• **ABOUT THIS TASK**
From the records below, copy each line in which the string "trace" occurs.

• **GIVEN RECORDS**

☆ ☆ ☆ ☆ ☆ ☆ ☆

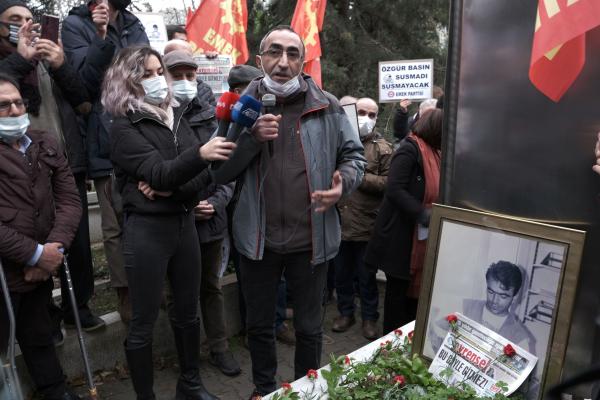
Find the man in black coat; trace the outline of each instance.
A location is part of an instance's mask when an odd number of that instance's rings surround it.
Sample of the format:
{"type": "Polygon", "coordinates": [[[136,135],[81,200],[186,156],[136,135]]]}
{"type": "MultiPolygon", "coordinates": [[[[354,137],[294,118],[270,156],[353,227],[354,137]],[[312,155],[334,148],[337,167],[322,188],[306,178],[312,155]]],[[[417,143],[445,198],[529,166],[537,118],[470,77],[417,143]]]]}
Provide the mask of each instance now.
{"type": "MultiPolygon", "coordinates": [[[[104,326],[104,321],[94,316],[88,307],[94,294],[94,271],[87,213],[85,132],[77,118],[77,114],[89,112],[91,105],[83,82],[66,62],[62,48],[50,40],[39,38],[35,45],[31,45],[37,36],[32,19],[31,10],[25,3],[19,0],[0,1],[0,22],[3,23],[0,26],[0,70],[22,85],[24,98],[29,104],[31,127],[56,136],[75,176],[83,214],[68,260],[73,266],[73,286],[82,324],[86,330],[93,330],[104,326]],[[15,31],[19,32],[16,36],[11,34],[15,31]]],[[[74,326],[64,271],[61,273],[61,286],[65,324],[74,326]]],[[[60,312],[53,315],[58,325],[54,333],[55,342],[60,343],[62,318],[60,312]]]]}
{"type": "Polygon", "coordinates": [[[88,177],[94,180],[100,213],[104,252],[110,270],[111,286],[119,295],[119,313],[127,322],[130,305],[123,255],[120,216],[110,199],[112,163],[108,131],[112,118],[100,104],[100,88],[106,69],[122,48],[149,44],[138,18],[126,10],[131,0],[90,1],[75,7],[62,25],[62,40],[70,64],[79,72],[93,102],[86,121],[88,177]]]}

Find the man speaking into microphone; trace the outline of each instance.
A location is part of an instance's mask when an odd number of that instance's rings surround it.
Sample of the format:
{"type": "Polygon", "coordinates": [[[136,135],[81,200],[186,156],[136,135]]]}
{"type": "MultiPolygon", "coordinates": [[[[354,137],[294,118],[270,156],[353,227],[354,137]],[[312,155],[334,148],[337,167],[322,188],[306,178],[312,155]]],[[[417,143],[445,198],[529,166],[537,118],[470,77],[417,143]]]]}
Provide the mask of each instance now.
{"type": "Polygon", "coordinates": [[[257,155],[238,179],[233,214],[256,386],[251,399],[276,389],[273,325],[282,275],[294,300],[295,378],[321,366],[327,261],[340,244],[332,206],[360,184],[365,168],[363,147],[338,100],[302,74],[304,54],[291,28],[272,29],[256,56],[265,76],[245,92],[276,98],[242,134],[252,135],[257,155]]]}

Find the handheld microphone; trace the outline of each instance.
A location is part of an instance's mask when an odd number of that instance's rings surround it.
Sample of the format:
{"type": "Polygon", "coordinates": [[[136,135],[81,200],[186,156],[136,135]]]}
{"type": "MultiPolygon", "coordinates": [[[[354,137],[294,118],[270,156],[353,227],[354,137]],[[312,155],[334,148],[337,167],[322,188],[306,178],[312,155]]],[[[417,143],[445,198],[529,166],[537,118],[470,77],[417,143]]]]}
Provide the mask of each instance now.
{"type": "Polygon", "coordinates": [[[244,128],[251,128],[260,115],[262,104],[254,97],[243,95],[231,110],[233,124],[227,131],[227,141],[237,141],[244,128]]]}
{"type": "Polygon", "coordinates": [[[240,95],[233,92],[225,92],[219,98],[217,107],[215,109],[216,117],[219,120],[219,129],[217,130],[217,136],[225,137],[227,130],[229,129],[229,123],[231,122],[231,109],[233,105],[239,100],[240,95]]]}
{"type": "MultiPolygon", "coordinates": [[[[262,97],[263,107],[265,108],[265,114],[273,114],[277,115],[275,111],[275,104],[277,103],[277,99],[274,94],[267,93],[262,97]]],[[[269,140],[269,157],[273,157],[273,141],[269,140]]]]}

☆ ☆ ☆ ☆ ☆ ☆ ☆

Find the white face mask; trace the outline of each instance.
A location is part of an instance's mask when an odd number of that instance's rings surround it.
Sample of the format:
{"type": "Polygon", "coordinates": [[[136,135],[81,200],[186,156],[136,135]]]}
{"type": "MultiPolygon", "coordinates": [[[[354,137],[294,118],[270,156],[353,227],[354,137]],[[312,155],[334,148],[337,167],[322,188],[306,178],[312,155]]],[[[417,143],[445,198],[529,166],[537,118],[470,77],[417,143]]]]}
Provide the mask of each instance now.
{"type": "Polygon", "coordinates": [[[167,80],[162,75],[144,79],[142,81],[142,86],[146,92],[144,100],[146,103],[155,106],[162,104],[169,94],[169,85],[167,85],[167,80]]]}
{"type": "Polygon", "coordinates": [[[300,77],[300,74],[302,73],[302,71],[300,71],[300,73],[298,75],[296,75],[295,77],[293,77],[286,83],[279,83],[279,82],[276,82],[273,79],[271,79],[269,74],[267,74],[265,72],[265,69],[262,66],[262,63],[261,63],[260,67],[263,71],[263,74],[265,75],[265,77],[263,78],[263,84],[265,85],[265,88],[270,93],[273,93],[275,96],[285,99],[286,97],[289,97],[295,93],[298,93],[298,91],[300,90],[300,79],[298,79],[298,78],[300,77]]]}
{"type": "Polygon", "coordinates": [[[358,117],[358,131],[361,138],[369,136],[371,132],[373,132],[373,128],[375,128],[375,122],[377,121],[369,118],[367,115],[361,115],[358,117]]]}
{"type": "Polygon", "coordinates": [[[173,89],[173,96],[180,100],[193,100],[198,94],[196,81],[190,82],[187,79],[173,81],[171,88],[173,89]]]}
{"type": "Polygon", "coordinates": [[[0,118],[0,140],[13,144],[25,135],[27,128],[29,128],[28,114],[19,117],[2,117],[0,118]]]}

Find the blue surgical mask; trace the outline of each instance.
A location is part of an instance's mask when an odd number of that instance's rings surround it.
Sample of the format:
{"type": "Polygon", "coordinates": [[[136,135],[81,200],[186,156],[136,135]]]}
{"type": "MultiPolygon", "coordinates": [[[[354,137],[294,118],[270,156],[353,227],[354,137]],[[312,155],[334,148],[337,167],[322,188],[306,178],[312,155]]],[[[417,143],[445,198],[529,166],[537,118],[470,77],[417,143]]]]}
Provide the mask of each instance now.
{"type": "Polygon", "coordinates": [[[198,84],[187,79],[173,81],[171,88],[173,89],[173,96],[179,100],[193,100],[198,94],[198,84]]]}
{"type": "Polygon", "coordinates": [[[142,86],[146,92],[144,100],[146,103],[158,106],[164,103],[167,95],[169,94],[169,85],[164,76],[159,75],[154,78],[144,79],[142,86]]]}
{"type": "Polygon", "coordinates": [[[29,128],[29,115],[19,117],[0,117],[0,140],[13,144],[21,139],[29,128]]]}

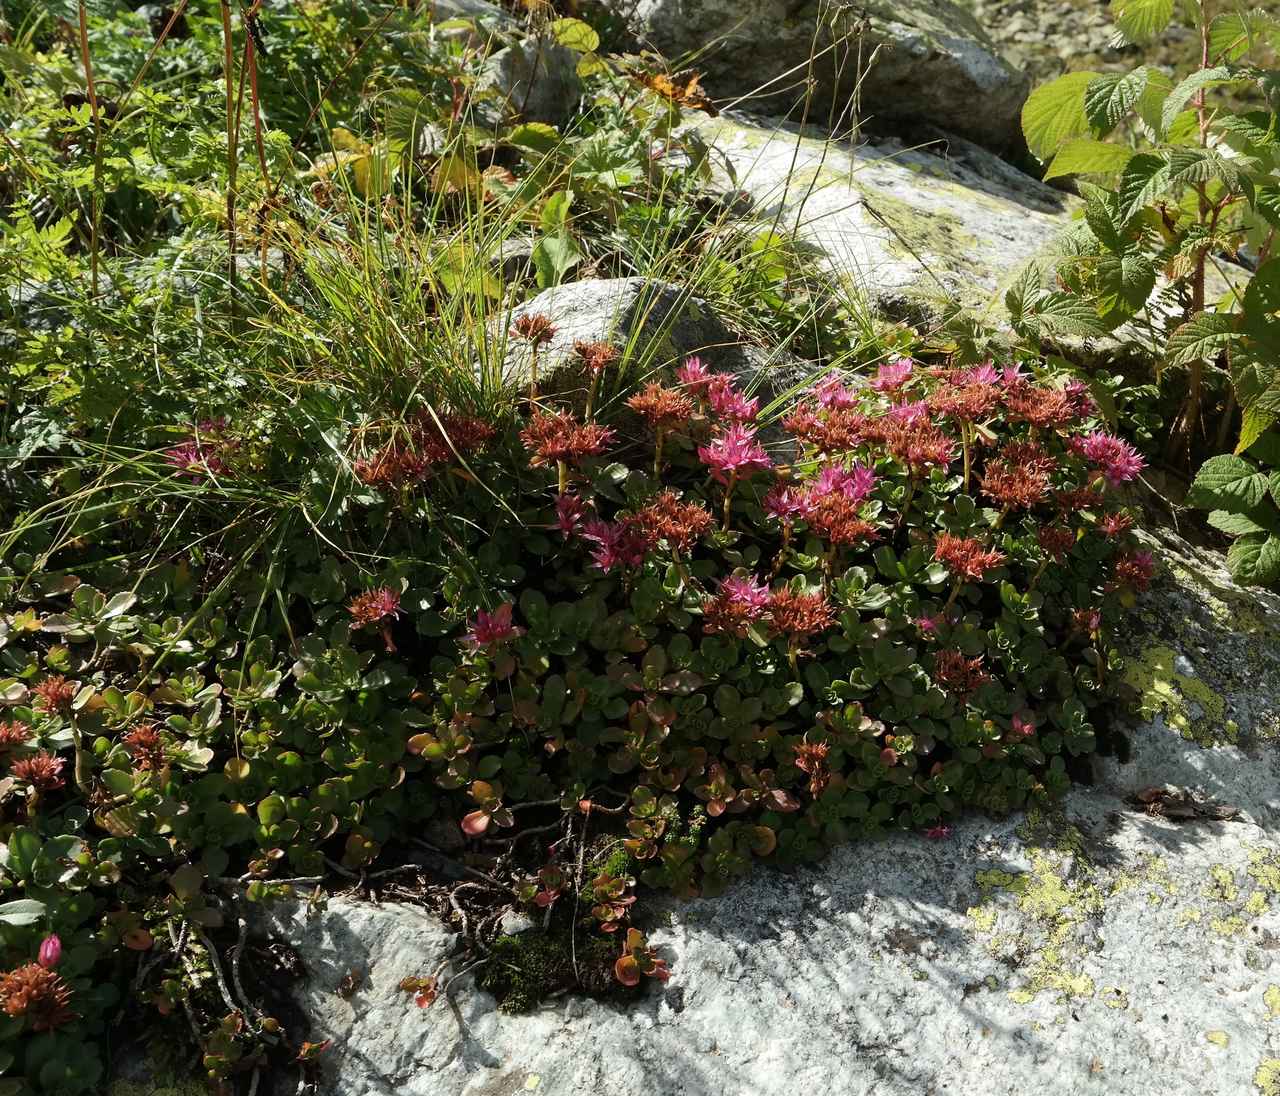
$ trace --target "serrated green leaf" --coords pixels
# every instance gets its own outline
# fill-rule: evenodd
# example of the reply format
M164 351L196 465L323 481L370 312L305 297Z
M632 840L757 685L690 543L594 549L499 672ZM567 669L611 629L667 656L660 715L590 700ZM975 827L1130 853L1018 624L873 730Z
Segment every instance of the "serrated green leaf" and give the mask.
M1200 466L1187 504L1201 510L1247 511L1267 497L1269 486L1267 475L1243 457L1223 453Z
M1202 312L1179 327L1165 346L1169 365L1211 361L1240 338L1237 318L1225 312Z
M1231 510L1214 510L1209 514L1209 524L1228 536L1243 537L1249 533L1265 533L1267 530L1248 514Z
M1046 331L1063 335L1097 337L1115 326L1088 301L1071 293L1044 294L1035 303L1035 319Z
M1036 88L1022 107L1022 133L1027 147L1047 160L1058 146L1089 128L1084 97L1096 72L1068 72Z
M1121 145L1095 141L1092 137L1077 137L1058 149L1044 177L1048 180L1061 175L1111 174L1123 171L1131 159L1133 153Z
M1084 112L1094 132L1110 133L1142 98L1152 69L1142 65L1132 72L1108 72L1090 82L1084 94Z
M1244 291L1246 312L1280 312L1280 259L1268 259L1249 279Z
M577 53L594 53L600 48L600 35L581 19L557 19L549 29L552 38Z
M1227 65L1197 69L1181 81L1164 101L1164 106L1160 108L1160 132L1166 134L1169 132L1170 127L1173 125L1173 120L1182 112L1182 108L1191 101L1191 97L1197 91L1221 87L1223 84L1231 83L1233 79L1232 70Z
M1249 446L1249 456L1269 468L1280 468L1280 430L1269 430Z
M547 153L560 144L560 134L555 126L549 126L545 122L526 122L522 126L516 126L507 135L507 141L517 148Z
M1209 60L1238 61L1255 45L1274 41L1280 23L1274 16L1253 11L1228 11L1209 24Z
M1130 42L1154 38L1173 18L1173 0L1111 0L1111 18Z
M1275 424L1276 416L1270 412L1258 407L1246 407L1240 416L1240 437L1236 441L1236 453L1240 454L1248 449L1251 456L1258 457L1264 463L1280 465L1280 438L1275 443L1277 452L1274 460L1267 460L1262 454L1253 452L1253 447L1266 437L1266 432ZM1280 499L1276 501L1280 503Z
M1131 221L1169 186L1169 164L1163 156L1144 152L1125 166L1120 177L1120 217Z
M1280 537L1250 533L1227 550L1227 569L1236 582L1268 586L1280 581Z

☆ ☆ ☆ ☆ ☆ ☆ ☆

• **COMPLETED EXERCISE**
Find the man in black coat; trace the outline of each instance.
Find the man speaking into microphone; trace the outline of each instance.
Find the handheld microphone; trace the outline of each instance.
Find the white face mask; trace the outline of each instance.
Find the blue surgical mask; trace the outline of each instance.
$ trace --target "serrated green leaf" --coords pixels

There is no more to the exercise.